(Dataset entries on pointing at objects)
--- --- ---

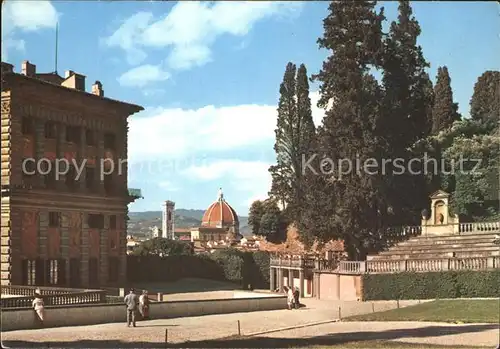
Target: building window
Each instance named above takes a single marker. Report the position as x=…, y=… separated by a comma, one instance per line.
x=53, y=271
x=54, y=219
x=27, y=126
x=73, y=134
x=29, y=171
x=109, y=141
x=108, y=184
x=95, y=221
x=70, y=178
x=90, y=137
x=114, y=267
x=50, y=130
x=93, y=272
x=29, y=272
x=74, y=272
x=112, y=222
x=49, y=176
x=90, y=178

--- --- ---

DESCRIPTION OF THE TASK: Update the entries above by replacing every occurrence of "instance" with "object" and keeping all other text unchanged. Output the revised lines for all entries, leaving out the pictures.

WORKED ANSWER:
Target: building window
Each object named above takes a single marker. Report the position as x=…, y=… separated by a comma, one object per line.
x=53, y=271
x=54, y=219
x=27, y=126
x=73, y=134
x=29, y=171
x=109, y=141
x=108, y=184
x=95, y=221
x=70, y=178
x=90, y=137
x=114, y=267
x=50, y=130
x=93, y=272
x=29, y=272
x=74, y=272
x=112, y=222
x=49, y=176
x=90, y=178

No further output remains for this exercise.